Subscriber login Close [x]
remember me
You are not logged in.

London restaurateurs call for wine duty cut

Published:  07 January, 2020

The government is facing growing calls from the drinks trade for action on wine duty in its upcoming Budget on 11 March.

Six leading London restaurateurs have signed a joint letter written to Simon Clark, the Exchequer secretary, blaming declining wine sales in the on-trade on the disproportionate rises in tax on wine in recent years.

Duty on wine has increased by 12% since 2014, while duty on spirits has risen 2% and duty on beer has fallen by 0.2%.

The group cite data that shows sales of wine to have fallen by 4.6% or £146m in the last year, with the sale of still wine down by 7.7%.

“Unfair duty on wine is adding to the many other pressures on the hospitality industry at present. Continual hikes to wine duty are making it more expensive for consumers, and indeed for some prohibitive, to enjoy wine in restaurants and bars,” the letter says.

“We are experiencing first-hand how the hospitality industry is being hit by this fall in wine sales, with businesses in the sector being put at increasing risk of failure. Not only do closures have a direct impact through job losses, but there is also a knock-on impact on the entire supply chain for the failed restaurant.

“Cutting wine duty will not only benefit consumers and the wine industry, but will also provide a much-needed lifeline to the UK’s struggling hospitality sector.”

• • • •

- **Required actions**:
1. In one to three sentences, explain why the letter in the wine duty article says restaurant closures matter beyond the closed business itself.
2. Pick up the article on the restaurateurs' wine duty letter after its final sentence and continue it.
The rows come from a source unrelated to the article.

Dataset items
• • • •

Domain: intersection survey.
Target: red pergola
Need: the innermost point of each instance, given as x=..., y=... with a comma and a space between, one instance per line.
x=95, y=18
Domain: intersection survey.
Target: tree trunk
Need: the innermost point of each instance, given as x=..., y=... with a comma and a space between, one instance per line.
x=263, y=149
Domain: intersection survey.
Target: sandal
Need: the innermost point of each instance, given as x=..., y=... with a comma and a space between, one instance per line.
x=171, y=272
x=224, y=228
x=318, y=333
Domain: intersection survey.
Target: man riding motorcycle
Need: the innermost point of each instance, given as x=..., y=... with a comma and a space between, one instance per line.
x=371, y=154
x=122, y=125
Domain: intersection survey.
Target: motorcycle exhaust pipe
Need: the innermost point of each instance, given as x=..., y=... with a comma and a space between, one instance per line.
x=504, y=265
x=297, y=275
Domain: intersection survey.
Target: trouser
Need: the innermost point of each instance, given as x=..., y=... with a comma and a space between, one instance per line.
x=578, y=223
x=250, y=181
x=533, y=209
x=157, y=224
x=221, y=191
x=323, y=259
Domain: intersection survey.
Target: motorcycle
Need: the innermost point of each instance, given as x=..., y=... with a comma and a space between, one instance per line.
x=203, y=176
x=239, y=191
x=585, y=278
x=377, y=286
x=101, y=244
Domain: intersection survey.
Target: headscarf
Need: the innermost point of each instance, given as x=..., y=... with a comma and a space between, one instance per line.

• • • •

- **Answers to the exercises**:
1. The letter says closures have a direct impact through job losses. They also have a knock-on impact on the entire supply chain for the failed restaurant.

2.
The signatories to the letter are: Richard Bigg, managing director, Camino; Mark Derry, chief executive, Brasserie Bar Co; Razak Helalat, director, The Coal Shed and The Salt Room;

Jeremy King, chief executive, Corbin & King; Mark Quick, wine director, Hawksmoor Group; and Charlie Young, director, Vinoteca.

Their call has been echoed by wine writer and Harpers columnist Joe Fattorini. In a statement on behalf of Wine Drinkers UK, a pressure group comprised of industry organisations and consumers which campaigns against wine duty, he said: “With the date set for the new government’s first Budget, Wine Drinkers UK is calling for a fairer deal for the 33 million wine drinkers in the UK.

“Despite the fact that wine is the nation’s favourite drink, a cut to wine duty at this year’s Budget would be the first in over 35 years – with tax on wine having risen twice as fast beer in the past decade.

It’s time for the new government to give consumers a break and cut back wine tax.”